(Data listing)
------------------------------------------------------------
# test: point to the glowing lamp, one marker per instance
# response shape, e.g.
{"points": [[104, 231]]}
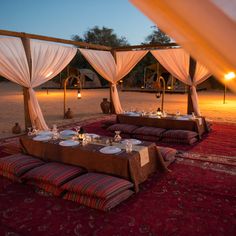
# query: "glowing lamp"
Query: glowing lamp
------------------------------------------------------------
EXERCISE DIRECTIONS: Copy the records above word for word, leaving out the pictures.

RESULT OF THIS TASK:
# test: point to the glowing lamp, one marker per instance
# response shape, e.g.
{"points": [[104, 231]]}
# query: "glowing lamp"
Query: glowing lamp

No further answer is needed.